# What is being asked:
Each line from the one containing "white background, one" to the end of the entries is to be repeated exactly, and no other line.

# Provided material:
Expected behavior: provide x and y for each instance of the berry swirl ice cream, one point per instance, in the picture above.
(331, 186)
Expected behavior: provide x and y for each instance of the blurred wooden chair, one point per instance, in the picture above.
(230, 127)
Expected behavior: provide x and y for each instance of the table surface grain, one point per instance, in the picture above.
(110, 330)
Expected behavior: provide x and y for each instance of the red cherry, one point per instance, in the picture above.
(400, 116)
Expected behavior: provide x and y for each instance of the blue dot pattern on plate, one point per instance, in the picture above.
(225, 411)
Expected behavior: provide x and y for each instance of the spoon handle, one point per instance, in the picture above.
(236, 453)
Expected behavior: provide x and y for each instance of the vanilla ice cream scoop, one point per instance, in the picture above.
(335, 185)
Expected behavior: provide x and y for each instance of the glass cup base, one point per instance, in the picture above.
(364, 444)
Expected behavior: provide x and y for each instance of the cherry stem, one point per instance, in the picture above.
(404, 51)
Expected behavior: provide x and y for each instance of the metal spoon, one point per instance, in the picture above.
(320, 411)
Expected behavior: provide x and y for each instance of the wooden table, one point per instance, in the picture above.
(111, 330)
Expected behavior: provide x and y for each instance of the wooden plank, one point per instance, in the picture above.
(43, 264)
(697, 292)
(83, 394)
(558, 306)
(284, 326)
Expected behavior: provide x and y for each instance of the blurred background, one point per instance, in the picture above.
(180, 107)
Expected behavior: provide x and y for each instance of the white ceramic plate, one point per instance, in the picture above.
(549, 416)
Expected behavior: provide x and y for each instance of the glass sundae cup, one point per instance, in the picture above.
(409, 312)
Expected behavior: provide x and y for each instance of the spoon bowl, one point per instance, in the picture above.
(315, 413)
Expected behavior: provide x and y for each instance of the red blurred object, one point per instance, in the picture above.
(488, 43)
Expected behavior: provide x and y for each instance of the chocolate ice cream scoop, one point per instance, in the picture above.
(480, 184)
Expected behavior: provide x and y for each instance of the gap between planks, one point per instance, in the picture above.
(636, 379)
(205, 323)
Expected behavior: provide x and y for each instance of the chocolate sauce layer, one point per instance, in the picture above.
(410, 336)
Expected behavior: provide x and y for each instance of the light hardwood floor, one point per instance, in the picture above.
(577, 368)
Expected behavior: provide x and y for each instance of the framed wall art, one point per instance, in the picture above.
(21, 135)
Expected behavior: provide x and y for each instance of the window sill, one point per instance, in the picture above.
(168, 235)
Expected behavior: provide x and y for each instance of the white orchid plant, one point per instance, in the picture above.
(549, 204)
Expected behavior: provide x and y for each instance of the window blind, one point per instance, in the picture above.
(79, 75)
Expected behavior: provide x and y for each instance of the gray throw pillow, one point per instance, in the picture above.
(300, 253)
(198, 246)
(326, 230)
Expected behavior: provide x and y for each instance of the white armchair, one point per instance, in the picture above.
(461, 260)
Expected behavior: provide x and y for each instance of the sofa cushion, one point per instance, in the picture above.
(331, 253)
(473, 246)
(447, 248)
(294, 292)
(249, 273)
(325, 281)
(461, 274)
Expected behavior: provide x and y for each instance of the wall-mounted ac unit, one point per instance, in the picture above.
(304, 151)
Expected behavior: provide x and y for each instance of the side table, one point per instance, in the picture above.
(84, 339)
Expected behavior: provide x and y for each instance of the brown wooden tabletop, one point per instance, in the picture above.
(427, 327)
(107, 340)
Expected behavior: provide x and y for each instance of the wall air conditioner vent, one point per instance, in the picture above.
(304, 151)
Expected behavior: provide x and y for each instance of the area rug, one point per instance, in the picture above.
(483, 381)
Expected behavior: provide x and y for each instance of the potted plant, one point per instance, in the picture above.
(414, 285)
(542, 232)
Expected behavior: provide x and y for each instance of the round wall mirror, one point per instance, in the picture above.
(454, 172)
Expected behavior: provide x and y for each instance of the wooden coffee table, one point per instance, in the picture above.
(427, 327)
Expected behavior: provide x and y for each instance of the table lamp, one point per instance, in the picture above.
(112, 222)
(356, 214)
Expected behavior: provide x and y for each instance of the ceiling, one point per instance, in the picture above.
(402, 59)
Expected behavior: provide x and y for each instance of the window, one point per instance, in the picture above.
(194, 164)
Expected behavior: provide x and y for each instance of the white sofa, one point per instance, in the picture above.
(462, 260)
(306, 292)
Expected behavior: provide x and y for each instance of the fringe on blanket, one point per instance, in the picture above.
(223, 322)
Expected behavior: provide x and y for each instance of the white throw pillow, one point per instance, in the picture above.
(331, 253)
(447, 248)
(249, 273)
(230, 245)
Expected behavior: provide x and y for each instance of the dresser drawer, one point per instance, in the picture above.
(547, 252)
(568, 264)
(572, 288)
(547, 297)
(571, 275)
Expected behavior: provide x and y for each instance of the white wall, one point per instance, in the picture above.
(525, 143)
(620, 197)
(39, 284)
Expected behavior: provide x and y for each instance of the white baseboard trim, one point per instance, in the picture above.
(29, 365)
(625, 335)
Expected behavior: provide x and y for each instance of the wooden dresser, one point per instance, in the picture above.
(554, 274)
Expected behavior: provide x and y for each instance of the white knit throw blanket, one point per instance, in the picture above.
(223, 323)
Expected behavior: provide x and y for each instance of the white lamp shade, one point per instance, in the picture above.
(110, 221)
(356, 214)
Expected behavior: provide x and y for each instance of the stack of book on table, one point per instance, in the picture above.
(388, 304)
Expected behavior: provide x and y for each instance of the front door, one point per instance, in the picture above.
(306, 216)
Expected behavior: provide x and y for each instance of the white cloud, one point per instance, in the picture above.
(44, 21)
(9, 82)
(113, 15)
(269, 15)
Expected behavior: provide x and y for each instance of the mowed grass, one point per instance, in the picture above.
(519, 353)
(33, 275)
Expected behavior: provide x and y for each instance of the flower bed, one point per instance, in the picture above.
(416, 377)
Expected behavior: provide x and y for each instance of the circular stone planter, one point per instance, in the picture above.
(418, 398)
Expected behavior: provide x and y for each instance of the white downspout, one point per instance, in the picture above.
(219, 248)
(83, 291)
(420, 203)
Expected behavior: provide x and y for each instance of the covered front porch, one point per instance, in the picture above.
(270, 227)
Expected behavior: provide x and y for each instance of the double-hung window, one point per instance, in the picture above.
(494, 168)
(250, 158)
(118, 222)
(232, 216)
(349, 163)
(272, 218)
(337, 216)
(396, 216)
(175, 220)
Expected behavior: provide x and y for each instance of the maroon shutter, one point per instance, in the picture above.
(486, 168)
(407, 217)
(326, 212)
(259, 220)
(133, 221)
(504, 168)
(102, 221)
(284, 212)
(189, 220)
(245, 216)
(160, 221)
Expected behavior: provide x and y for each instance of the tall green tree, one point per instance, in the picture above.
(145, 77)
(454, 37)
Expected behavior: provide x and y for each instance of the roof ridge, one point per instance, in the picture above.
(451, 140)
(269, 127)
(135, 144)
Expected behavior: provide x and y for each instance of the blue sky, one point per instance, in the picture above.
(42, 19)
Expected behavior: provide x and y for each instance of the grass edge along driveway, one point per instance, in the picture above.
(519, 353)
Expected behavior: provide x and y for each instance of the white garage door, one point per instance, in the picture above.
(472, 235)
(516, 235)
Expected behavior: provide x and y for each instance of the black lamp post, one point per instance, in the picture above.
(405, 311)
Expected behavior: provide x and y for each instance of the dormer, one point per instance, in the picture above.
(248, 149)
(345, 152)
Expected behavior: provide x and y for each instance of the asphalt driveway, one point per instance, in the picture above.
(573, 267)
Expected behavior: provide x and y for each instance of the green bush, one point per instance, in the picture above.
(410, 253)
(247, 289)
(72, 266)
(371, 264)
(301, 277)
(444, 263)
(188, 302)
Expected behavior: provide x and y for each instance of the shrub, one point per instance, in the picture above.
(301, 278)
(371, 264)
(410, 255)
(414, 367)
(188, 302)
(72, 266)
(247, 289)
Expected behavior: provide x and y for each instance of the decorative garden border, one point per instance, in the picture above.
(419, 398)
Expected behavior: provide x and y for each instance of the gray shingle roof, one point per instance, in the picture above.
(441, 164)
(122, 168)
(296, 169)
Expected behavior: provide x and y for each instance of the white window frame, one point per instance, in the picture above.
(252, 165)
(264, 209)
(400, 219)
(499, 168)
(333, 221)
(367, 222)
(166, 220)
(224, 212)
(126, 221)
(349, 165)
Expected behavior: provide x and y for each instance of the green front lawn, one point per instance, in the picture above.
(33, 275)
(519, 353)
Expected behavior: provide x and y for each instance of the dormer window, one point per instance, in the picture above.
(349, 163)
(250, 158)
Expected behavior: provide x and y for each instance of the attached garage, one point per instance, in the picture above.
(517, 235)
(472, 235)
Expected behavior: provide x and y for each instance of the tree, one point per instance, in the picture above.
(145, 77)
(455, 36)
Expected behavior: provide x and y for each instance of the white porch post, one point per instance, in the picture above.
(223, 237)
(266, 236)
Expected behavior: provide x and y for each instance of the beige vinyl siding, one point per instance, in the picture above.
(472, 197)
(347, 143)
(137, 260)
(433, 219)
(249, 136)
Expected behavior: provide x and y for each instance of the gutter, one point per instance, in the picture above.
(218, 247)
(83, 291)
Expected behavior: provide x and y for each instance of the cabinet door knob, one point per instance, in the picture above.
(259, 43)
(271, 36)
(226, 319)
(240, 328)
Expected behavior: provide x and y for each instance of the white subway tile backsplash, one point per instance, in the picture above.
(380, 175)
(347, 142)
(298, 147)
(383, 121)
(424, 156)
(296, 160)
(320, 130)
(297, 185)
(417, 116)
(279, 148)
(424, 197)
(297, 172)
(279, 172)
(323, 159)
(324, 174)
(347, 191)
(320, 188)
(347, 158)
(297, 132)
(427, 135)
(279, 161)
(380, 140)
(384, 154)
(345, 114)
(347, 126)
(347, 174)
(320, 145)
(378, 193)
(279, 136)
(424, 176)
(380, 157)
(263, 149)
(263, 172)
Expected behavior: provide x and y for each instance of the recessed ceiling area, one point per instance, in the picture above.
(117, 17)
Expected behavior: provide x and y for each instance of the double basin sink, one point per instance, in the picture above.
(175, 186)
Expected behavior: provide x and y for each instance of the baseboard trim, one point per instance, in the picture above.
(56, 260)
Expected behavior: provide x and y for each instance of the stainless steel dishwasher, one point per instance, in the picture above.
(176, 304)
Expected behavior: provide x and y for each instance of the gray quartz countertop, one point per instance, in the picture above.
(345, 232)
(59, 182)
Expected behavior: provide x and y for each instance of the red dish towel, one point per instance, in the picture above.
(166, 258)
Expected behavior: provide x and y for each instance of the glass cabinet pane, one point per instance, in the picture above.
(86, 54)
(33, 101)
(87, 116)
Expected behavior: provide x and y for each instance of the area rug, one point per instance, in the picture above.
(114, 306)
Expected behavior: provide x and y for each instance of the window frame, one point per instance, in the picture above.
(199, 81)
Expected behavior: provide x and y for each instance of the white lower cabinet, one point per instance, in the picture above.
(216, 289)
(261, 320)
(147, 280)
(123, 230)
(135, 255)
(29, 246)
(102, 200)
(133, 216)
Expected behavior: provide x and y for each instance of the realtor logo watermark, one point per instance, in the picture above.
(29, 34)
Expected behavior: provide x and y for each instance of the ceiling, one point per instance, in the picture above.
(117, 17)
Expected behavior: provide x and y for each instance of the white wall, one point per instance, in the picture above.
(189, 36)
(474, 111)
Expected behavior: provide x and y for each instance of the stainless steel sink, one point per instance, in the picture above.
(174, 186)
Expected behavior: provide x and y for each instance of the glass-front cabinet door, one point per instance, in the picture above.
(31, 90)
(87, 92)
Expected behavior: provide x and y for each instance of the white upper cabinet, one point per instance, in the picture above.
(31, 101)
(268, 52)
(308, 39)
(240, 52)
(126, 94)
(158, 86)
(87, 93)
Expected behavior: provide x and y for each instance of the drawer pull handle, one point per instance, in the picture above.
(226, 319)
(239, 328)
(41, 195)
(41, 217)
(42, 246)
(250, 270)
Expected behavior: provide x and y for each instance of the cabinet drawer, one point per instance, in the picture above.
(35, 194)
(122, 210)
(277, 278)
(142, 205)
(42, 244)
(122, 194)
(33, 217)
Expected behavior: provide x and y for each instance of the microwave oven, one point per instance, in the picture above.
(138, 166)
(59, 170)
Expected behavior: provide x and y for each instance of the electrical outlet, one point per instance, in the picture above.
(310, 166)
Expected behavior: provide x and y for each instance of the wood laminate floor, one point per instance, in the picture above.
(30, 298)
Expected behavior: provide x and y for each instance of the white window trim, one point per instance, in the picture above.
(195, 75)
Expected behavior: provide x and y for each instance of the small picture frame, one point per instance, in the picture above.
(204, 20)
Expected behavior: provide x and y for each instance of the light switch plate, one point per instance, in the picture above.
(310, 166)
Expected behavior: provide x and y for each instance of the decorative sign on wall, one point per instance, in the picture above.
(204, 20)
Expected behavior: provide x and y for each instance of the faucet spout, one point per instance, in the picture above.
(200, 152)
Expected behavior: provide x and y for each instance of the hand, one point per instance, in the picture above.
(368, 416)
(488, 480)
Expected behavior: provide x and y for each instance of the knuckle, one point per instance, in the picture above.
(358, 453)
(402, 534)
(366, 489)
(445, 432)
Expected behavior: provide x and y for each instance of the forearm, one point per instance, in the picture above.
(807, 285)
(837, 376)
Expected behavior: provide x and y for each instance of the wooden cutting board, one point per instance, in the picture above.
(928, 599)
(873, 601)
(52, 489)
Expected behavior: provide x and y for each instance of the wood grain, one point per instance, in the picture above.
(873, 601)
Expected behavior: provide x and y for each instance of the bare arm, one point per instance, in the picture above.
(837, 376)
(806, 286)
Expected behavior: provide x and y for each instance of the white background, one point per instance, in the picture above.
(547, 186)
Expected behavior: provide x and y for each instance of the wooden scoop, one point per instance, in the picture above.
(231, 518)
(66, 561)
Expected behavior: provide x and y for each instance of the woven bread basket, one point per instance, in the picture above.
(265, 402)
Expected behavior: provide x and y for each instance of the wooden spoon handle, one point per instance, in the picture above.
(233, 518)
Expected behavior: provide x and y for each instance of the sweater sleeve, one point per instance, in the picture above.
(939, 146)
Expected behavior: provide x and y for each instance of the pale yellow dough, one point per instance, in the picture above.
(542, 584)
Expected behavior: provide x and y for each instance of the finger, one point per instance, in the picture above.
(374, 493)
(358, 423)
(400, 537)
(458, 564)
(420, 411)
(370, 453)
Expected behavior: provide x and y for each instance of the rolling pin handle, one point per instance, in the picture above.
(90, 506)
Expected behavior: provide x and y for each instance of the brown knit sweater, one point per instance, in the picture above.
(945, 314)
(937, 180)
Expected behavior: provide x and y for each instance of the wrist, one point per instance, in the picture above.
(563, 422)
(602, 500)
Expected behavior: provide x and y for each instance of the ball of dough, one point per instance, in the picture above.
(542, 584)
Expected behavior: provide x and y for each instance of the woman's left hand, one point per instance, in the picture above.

# Your solution:
Expected behavior: provide x and y for each instance of the white background, one point per instance, in the picture above.
(547, 186)
Expected behavior: provide x and y for each instance of the wooden scoop, one point per instance, in the picture above.
(231, 518)
(66, 561)
Expected behavior: provide x and y for each instance of the woven bread basket, one point per instance, in the picture above.
(265, 402)
Expected behavior: provide x and y for each instance of the wooden spoon handle, one point per instance, in the picture above.
(233, 518)
Expected behavior: provide x and y for each instance of the sweater sleeve, one point per instance, in the picture above.
(939, 146)
Expected behavior: provide x and y for each instance of the pale yellow dough, one point per instance, in the picture above.
(542, 584)
Expected behavior: provide x and y for each instance of the finger, one point per instance, in the picture above.
(374, 493)
(358, 423)
(400, 537)
(458, 564)
(420, 411)
(370, 453)
Expected behavior: provide x and y for each instance of the rolling pin handle, one point per instance, in the picture above.
(90, 506)
Expected behavior: provide x and y for each instance of the brown knit sweater, one point per instance, in the picture above.
(945, 314)
(937, 180)
Expected behavior: provide x and y for each instance of the wrist, one point per instance, in the picture above.
(563, 422)
(602, 500)
Expected behavior: provide x and y for each instance of the ball of dough, one point per instance, in the picture above.
(542, 584)
Expected behavior: provide x and y for each instance of the woman's left hand, one point per instance, in the picture above.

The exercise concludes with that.